- **CHALLENGE**:
Please collect every line of the material below that contains the word "stream", treating uppercase and lowercase as different.

- **ENTRIES**:
————

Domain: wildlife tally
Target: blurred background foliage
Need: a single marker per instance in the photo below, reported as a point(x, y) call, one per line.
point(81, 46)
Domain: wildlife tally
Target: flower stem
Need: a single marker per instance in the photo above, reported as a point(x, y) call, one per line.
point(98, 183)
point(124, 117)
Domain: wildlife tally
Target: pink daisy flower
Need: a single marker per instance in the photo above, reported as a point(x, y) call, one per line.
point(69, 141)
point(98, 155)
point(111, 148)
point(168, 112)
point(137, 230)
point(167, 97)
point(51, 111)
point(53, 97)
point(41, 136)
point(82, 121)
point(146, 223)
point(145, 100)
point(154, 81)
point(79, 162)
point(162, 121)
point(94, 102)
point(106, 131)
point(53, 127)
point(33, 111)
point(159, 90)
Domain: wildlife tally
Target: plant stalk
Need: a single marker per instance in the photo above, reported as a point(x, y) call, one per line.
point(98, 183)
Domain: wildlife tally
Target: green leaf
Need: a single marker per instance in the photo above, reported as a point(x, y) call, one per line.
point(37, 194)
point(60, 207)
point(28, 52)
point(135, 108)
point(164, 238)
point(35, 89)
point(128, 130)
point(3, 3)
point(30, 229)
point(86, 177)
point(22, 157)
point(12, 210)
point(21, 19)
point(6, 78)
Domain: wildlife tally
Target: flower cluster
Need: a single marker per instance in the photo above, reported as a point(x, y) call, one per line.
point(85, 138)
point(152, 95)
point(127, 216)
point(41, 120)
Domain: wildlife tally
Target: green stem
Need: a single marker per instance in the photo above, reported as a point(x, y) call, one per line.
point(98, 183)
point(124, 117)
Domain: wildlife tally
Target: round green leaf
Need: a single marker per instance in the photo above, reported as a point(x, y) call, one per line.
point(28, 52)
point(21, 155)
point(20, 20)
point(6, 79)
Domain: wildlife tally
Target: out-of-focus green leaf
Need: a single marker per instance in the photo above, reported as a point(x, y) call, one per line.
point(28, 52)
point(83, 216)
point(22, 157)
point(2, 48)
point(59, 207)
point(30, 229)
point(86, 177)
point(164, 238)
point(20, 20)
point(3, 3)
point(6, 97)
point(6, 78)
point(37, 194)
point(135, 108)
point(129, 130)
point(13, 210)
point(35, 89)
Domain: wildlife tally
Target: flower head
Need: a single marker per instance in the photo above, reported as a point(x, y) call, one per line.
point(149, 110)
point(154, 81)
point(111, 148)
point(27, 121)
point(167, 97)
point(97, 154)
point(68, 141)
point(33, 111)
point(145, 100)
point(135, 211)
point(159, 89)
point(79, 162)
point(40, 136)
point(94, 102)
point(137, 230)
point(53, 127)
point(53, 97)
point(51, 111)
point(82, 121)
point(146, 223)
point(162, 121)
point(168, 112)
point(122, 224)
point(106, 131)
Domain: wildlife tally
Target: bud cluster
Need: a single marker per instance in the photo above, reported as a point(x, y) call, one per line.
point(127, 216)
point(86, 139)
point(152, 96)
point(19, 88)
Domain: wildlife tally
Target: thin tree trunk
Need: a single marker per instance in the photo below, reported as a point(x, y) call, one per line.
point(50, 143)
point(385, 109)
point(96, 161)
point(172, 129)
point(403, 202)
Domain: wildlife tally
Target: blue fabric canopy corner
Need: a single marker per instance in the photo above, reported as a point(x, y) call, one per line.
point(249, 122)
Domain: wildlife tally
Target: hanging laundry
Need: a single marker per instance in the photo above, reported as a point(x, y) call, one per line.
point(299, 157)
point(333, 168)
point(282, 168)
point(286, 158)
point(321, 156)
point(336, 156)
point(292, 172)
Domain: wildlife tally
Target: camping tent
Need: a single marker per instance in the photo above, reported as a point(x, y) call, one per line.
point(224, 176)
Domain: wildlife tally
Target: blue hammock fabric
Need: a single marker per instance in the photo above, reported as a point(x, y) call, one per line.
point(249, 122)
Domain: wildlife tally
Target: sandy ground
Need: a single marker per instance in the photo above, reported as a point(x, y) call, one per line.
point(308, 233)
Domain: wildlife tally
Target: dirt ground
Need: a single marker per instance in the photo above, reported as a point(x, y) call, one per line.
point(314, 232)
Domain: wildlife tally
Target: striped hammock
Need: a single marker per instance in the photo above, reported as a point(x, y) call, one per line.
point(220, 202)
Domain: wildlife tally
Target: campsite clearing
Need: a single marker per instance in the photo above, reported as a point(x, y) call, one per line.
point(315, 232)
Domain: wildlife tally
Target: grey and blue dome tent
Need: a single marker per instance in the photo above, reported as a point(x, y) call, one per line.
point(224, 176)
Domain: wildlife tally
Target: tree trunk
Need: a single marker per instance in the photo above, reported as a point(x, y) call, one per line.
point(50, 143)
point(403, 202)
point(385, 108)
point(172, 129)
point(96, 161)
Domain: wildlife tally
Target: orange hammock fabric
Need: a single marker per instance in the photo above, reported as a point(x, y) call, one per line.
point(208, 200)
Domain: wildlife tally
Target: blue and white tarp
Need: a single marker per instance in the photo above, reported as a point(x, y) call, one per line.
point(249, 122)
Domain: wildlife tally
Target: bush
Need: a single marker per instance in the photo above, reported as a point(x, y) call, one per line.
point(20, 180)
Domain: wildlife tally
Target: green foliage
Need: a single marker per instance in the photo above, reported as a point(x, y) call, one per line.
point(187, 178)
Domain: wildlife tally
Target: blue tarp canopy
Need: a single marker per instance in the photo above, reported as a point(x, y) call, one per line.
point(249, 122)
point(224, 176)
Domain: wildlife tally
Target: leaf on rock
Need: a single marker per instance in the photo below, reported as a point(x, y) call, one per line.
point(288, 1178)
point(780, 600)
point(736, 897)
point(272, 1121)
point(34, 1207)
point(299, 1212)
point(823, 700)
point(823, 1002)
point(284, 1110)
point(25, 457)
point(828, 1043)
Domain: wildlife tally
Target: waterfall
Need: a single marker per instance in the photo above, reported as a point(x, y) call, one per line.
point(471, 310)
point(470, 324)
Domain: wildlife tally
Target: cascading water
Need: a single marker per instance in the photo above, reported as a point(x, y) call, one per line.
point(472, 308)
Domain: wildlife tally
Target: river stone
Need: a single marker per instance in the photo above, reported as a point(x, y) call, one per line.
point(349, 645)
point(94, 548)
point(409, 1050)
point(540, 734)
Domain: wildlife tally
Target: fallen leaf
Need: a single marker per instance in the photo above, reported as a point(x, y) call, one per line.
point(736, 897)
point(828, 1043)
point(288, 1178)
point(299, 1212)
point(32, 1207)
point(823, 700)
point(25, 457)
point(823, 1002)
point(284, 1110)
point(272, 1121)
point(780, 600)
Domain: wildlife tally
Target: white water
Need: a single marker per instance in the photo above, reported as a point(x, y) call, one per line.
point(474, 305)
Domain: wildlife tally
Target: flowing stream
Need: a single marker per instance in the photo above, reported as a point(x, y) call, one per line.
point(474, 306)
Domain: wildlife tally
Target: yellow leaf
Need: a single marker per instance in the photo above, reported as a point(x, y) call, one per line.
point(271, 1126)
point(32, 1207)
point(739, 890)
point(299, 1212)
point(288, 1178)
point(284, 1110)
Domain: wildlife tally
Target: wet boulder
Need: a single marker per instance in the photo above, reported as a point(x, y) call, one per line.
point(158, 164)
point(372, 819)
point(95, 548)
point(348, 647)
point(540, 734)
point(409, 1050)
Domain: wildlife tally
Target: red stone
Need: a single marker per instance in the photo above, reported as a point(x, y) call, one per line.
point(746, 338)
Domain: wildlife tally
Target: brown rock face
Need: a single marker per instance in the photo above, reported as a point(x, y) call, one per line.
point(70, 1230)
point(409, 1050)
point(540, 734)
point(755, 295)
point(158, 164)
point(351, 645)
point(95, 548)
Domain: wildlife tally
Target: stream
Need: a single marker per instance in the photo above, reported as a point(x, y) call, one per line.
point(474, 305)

————

- **WRITTEN RESPONSE**:
Target: flowing stream
Target: stream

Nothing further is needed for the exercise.